INSTRUCTIONS FOR THE TASK ▸
Can you reproduce, without changes, only the rows starting with the one that contains "TARGET = black handle" and going on through the final row, both ends included?

SUPPLIED ENTRIES ▸
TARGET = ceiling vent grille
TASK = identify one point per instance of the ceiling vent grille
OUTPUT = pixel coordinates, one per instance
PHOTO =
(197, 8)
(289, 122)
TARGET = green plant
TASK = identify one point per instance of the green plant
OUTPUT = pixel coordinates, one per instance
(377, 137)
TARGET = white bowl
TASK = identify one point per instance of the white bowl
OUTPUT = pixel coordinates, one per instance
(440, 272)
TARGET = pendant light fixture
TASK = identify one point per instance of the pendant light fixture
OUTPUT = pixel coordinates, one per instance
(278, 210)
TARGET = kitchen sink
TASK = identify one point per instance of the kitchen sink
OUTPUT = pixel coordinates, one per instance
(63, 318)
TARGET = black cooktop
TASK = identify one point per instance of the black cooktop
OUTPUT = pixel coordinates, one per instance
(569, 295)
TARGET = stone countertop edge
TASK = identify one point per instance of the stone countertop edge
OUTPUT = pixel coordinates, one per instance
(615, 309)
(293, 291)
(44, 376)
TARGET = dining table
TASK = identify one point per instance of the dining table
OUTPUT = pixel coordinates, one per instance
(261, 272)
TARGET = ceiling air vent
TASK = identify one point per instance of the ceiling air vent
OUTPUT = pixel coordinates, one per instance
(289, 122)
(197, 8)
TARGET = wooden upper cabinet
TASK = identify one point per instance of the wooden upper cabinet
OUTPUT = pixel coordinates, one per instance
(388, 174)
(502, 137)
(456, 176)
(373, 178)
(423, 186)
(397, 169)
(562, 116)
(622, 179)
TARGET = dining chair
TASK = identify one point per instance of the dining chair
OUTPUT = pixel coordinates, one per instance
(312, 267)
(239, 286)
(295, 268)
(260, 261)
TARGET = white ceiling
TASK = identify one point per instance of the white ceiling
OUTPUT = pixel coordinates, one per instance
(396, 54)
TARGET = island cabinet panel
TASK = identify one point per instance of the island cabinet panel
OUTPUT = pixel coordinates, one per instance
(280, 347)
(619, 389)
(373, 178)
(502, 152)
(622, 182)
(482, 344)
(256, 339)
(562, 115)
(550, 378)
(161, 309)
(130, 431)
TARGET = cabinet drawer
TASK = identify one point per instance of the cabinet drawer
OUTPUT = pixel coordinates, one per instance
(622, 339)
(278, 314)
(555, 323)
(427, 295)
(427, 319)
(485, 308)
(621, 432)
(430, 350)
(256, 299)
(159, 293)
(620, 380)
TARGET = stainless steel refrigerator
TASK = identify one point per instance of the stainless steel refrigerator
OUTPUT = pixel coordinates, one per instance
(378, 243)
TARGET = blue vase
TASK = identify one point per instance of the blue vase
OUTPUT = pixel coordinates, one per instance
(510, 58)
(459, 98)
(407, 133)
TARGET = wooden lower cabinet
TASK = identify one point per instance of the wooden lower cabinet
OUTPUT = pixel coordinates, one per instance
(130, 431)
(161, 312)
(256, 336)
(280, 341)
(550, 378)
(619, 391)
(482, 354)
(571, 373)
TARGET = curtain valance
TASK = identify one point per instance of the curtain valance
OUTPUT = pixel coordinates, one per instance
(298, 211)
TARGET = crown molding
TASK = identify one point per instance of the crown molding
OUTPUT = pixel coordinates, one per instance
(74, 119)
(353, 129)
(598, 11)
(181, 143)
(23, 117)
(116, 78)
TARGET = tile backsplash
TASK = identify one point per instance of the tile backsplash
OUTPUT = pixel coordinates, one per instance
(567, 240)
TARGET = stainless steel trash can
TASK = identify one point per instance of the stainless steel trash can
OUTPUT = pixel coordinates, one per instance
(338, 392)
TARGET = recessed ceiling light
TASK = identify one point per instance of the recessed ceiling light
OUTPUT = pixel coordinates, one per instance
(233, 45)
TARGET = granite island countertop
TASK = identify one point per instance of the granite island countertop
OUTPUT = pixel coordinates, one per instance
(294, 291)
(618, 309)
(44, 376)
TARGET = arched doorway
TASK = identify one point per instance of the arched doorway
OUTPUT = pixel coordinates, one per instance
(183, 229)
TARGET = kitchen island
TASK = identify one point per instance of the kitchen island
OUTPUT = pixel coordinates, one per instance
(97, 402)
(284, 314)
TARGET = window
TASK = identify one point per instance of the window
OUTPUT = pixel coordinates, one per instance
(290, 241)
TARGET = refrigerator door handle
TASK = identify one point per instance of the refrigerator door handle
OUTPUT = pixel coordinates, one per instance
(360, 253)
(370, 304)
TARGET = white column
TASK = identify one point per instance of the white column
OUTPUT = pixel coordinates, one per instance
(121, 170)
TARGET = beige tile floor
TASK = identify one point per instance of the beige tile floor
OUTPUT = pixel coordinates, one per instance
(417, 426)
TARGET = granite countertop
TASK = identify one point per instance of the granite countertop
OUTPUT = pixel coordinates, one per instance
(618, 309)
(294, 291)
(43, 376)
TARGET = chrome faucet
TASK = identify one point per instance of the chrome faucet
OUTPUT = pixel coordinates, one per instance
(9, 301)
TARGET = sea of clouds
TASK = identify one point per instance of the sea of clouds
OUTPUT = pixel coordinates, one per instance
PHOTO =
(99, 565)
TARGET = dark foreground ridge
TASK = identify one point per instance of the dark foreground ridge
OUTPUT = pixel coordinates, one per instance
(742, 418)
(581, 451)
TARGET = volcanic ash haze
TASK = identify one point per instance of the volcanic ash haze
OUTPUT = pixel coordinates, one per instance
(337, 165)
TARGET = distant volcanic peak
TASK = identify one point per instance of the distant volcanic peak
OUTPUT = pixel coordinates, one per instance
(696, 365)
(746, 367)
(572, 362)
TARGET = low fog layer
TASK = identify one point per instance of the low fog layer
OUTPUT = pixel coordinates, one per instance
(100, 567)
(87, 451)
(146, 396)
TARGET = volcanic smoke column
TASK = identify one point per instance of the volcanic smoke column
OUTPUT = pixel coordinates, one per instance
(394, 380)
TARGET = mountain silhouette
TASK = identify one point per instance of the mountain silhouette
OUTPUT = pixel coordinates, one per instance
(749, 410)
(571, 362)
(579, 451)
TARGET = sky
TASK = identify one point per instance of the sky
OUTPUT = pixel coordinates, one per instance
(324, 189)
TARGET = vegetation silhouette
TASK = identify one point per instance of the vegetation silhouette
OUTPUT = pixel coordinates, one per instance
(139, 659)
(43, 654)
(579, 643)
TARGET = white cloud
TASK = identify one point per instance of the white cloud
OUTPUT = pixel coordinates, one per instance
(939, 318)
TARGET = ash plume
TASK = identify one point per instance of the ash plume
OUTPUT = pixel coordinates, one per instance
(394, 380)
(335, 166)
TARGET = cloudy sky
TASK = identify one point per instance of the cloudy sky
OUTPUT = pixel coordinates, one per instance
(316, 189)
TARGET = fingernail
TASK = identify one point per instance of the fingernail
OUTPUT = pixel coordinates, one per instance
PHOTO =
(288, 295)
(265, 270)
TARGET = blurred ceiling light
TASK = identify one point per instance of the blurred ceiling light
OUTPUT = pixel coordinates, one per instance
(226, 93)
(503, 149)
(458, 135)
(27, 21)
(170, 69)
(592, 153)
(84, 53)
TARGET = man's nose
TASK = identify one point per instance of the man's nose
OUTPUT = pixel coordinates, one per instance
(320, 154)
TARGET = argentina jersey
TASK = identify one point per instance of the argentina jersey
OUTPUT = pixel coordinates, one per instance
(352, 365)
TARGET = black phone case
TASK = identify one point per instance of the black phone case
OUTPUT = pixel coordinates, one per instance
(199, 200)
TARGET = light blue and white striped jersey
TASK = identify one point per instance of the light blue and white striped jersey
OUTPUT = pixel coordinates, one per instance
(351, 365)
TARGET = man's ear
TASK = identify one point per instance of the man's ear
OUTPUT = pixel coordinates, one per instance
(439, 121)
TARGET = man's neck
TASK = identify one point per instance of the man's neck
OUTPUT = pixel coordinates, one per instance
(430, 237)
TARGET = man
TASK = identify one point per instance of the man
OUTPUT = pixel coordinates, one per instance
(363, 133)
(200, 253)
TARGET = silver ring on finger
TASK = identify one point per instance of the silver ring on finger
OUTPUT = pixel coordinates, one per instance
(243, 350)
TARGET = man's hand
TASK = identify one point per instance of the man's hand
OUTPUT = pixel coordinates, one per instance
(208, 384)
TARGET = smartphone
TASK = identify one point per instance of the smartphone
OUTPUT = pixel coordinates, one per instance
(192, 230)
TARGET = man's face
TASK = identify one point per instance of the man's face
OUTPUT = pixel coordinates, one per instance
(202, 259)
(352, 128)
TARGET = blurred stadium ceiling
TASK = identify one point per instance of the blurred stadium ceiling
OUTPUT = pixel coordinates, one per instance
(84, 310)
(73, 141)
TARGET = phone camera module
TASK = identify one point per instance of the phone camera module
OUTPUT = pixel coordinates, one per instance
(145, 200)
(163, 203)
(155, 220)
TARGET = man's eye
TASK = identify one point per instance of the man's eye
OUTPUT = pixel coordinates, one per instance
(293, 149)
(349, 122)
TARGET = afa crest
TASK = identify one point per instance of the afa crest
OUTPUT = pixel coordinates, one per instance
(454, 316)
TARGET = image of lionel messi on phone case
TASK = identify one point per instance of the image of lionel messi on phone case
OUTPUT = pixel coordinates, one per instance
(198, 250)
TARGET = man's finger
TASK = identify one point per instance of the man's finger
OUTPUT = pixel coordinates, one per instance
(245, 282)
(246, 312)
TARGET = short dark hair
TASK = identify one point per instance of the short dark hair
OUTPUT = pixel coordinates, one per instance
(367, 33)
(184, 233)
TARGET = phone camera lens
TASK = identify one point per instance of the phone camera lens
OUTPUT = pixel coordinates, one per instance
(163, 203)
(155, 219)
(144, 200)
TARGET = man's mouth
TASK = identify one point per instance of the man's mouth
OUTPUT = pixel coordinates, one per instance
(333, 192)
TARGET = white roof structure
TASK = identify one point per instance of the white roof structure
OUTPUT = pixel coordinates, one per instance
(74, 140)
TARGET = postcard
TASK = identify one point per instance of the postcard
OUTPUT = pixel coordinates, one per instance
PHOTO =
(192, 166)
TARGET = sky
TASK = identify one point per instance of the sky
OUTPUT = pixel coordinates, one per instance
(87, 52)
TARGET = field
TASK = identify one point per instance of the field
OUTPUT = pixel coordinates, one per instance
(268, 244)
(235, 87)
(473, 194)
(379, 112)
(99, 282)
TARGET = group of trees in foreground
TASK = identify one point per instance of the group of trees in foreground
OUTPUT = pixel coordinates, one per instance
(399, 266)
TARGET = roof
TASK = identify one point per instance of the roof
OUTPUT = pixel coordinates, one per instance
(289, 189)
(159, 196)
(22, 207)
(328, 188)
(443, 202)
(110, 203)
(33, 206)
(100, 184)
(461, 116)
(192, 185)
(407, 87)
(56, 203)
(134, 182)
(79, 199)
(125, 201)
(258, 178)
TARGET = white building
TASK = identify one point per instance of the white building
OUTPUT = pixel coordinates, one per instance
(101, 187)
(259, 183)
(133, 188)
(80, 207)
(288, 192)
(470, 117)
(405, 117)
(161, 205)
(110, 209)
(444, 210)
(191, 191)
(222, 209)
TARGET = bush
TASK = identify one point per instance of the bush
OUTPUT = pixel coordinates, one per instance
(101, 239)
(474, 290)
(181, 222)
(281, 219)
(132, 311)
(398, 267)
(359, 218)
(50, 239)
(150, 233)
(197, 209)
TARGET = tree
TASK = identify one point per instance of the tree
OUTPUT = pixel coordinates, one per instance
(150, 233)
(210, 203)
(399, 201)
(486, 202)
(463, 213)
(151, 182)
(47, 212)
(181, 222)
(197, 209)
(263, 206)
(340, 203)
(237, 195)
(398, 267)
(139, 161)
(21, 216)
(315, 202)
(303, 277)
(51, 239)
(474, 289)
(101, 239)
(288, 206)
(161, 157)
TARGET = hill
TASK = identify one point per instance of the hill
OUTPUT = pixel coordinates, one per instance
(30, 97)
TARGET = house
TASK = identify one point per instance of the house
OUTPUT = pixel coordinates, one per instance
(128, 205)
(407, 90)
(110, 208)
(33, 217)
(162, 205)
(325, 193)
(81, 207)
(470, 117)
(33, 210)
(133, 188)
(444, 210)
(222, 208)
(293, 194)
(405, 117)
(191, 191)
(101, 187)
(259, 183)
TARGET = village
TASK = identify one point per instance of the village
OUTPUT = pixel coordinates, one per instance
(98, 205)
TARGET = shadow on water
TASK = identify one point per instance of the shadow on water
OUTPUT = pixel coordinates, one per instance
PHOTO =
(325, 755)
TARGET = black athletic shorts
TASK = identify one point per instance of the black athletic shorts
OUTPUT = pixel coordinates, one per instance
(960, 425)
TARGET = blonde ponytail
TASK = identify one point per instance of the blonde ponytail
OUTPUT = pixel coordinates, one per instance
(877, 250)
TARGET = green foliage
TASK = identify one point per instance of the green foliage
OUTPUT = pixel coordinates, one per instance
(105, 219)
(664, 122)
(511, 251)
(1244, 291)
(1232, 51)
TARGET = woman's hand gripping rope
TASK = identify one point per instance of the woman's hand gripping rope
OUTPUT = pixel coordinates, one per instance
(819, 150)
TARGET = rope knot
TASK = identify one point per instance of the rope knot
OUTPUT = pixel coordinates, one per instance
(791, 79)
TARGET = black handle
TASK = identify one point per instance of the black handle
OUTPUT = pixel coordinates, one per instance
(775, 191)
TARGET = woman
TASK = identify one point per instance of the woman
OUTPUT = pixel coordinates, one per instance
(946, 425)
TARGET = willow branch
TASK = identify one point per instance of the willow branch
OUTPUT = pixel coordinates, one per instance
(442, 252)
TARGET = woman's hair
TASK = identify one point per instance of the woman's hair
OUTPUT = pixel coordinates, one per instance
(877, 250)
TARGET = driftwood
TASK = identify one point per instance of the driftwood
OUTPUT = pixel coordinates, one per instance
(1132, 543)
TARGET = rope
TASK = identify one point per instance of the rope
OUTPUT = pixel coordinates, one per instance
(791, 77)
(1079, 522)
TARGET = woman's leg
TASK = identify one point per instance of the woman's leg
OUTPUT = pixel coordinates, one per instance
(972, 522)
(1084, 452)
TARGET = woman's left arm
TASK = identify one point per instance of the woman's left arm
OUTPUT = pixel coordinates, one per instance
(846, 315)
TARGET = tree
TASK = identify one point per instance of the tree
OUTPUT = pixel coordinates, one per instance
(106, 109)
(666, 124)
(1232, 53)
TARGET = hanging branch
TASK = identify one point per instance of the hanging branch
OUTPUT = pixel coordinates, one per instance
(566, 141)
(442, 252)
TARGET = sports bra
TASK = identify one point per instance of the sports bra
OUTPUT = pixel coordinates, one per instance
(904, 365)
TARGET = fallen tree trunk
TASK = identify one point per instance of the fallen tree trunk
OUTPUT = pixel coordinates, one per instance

ANSWER ▸
TARGET = black handle
TASK = identify one point per instance of the black handle
OUTPUT = pixel coordinates, one per instance
(775, 191)
TARGET = woman
TASK = identify one point per instance of the woman
OUTPUT = pixel coordinates, one per instance
(946, 425)
TARGET = willow branch
TASK = identify one point per instance of the willow branch
OUTPUT = pixel coordinates, one per instance
(442, 252)
TARGET = woman's hair
TASK = identify one point per instance of the woman's hair
OUTPUT = pixel coordinates, one per instance
(877, 250)
TARGET = driftwood
TASK = identify one point per instance of the driftwood
OUTPUT = pixel coordinates, one per instance
(1132, 543)
TARGET = rope
TASK = identify one point per instance of the rope
OUTPUT = pixel coordinates, one per instance
(791, 77)
(1079, 522)
TARGET = woman's leg
TASK = identify one point per instance of the woman's leg
OUTPUT = pixel coordinates, one per instance
(972, 522)
(1084, 452)
TARGET = woman's left arm
TASK = identify one point per instance of the woman's left arm
OUTPUT = pixel coordinates, one per instance
(846, 315)
TARGET = tree
TASK = identify one point per instance of the tree
OUTPUT = pixel coordinates, one per instance
(106, 109)
(666, 124)
(1232, 53)
TARGET = hanging branch
TASK = identify one point per instance of the hanging branch
OUTPUT = pixel coordinates, one per instance
(566, 141)
(442, 252)
TARGET = sports bra
TASK = identify one point per instance of the sports bra
OUTPUT = pixel coordinates, one per instance
(904, 365)
TARGET = fallen tree trunk
TASK = identify one point per instance of the fallen tree trunk
OUTPUT = pixel coordinates, one per instance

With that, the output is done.